- 不動産買取の相場はどれくらい?
- 仲介より安くなるのはナゼ?
- 高く買い取ってもらうコツを知りたい!
不動産買取は、不動産会社へ物件を直接買い取ってもらう売却方法ですが、相場を理解していない人も少なくありません。
そこでこの記事では、不動産買取相場や仲介より安くなる理由を、宅建士である私がどこよりも分かりやすく解説します!
この記事を読めば、「なぜ仲介より安いのか」「不動産会社側では何が行われているのか」まで理解できます。



不動産買取相場は仲介価格の7~8割程度
不動産買取の価格相場は、仲介価格の7~8割が目安です。
▼仲介より安い理由
不動産会社が物件を買い取った後、リフォームや再販を行い利益を得るため、仕入れ価格を抑える必要があるから
例えば、市場価格が3,000万円の物件の場合、買取価格は2,100万~2,400万円程度となります。
買取は迅速な売却が可能で、周囲に知られずに手続きが進められるなどの利点がありますが、売却価格が低くなる点には注意が必要です。



不動産買取相場が仲介価格よりも安いのはなぜ?
不動産買取相場が仲介価格よりも安いのには、以下の理由があります。

** 課題概要 **
上の不動産買取相場の文章で、「不動産買取相場は仲介価格の7~8割程度」から「不動産買取相場が仲介価格よりも安いのはなぜ?」までの部分を、「リフォーム」を「改修」に差し替えて書き直しなさい。

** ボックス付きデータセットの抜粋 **
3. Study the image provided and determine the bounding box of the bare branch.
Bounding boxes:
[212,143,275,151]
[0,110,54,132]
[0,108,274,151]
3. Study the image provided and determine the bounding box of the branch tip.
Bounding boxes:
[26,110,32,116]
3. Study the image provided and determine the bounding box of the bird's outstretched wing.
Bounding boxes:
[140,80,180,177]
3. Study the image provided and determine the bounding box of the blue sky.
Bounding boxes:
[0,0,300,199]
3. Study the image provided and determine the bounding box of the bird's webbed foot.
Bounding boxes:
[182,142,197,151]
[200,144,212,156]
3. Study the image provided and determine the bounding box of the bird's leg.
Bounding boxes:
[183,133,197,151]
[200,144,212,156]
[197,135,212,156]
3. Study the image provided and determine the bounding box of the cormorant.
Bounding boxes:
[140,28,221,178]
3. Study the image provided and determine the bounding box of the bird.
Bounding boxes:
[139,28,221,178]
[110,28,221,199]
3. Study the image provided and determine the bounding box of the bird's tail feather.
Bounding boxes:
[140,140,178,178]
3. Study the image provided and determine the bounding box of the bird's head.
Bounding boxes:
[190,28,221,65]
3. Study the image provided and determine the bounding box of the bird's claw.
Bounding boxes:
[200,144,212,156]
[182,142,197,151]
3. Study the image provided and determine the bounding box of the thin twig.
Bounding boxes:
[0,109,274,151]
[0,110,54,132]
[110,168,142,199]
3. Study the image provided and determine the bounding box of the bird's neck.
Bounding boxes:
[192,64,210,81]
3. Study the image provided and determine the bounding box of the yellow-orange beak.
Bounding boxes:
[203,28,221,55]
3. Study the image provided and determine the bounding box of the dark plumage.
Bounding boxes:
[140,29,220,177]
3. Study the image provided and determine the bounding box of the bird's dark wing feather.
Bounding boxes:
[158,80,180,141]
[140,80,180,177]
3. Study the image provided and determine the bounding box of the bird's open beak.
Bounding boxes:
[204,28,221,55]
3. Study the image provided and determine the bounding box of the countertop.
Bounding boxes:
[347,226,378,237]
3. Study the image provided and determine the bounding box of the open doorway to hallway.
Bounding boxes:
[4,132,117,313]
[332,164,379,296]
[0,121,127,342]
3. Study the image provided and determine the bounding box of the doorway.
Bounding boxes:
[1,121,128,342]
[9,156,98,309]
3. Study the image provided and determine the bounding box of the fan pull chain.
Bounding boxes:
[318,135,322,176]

--

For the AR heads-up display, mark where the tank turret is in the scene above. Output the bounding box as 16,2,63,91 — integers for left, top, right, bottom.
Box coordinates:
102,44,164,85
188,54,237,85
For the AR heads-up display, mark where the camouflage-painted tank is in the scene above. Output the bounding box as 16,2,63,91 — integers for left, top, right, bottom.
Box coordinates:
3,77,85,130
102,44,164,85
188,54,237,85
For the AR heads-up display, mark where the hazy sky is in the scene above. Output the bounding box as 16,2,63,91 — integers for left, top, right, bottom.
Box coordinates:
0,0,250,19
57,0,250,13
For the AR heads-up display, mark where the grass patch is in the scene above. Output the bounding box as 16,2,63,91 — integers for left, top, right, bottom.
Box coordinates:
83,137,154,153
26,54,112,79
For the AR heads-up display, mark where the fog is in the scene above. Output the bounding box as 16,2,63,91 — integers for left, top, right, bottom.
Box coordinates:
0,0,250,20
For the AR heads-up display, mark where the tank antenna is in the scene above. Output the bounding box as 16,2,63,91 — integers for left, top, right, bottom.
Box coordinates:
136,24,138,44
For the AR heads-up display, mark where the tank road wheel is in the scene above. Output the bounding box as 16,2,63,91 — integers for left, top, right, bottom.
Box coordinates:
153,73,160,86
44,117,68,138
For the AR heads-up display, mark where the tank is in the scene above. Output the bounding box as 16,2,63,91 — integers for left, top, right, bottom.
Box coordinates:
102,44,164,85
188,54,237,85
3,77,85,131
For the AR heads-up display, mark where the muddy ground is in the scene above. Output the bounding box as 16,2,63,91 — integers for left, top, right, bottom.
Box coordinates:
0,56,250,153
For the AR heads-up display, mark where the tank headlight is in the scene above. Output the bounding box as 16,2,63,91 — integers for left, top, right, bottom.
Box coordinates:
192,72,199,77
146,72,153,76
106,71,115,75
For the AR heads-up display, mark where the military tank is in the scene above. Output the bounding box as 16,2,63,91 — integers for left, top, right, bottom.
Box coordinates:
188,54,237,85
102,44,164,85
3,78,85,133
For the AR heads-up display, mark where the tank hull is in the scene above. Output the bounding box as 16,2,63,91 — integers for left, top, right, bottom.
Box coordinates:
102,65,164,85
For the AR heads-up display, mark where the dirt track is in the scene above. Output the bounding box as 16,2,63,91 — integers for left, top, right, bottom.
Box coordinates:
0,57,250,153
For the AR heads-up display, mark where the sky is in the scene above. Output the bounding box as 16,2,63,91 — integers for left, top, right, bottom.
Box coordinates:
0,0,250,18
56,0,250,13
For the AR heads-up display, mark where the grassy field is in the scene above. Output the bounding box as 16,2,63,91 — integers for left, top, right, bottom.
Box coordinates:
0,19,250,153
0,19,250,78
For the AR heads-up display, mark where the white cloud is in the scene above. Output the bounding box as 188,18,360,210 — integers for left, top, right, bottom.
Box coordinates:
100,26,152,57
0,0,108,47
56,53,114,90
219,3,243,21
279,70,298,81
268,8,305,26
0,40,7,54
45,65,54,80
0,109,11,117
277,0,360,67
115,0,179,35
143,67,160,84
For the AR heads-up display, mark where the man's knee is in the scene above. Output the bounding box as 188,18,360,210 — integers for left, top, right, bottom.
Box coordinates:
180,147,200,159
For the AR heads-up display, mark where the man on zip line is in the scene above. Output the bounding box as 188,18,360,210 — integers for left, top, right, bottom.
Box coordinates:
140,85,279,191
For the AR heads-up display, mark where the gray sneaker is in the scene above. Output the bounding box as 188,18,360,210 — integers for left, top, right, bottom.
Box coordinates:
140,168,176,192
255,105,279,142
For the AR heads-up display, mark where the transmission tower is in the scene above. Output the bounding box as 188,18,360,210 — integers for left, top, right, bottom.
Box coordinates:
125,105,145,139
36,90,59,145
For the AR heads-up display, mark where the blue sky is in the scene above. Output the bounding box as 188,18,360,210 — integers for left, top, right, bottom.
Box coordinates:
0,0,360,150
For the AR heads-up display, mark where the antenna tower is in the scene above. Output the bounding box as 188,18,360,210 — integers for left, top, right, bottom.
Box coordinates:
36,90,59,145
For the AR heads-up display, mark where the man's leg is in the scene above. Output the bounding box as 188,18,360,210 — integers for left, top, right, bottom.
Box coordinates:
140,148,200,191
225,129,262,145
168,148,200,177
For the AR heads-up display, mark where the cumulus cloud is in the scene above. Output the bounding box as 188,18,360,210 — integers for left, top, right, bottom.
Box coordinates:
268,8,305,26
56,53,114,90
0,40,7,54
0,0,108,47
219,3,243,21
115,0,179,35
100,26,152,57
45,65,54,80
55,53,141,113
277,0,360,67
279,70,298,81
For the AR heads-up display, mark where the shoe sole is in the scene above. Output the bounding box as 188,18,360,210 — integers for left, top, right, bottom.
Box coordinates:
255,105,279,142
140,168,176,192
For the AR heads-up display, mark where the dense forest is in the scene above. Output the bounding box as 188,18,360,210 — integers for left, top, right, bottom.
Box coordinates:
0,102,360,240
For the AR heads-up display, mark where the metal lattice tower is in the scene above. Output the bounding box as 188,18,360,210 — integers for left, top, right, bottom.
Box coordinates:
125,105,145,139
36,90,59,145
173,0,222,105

---

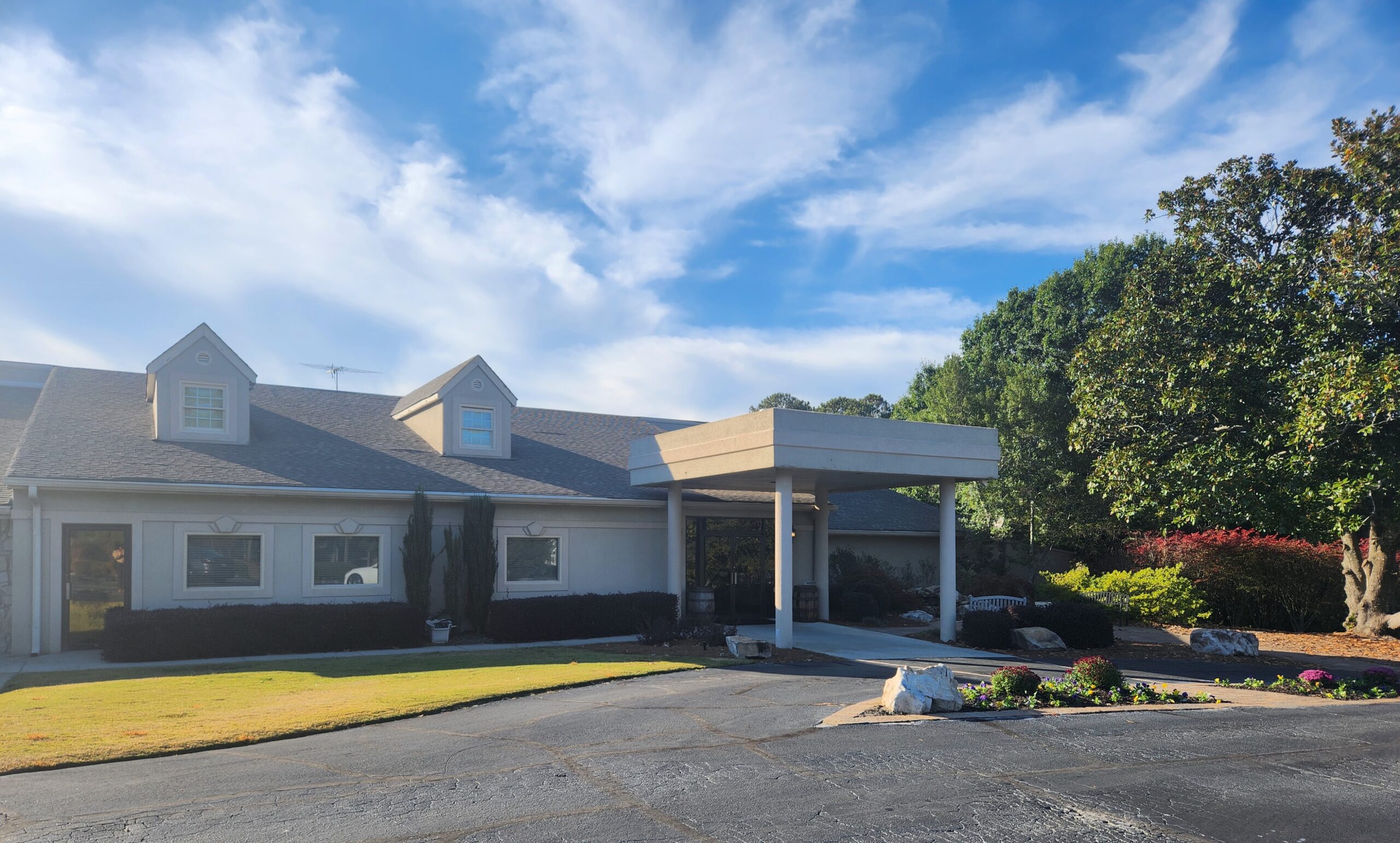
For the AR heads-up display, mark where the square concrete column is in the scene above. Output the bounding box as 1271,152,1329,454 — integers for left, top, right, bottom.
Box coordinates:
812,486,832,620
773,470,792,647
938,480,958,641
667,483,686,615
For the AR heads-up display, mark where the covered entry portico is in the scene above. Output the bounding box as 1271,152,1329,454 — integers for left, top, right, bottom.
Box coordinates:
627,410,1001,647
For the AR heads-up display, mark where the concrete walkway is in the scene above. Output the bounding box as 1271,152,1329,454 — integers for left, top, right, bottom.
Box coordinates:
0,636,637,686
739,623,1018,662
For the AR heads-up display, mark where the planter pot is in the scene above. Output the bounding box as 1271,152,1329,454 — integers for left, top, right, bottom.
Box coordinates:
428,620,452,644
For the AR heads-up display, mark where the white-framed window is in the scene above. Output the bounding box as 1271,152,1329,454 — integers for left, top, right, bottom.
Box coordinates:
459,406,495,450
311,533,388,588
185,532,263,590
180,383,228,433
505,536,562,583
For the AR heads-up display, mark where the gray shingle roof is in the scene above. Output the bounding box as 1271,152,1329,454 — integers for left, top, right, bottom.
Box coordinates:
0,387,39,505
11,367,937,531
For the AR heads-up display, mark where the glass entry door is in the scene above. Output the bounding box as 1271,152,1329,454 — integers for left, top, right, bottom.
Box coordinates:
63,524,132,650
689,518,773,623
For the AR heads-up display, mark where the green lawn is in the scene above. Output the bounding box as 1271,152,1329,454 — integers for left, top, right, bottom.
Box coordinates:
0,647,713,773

** 課題の出力 **
不動産買取相場は仲介価格の7~8割程度
不動産買取の価格相場は、仲介価格の7~8割が目安です。
▼仲介より安い理由
不動産会社が物件を買い取った後、改修や再販を行い利益を得るため、仕入れ価格を抑える必要があるから
例えば、市場価格が3,000万円の物件の場合、買取価格は2,100万~2,400万円程度となります。
買取は迅速な売却が可能で、周囲に知られずに手続きが進められるなどの利点がありますが、売却価格が低くなる点には注意が必要です。



不動産買取相場が仲介価格よりも安いのはなぜ?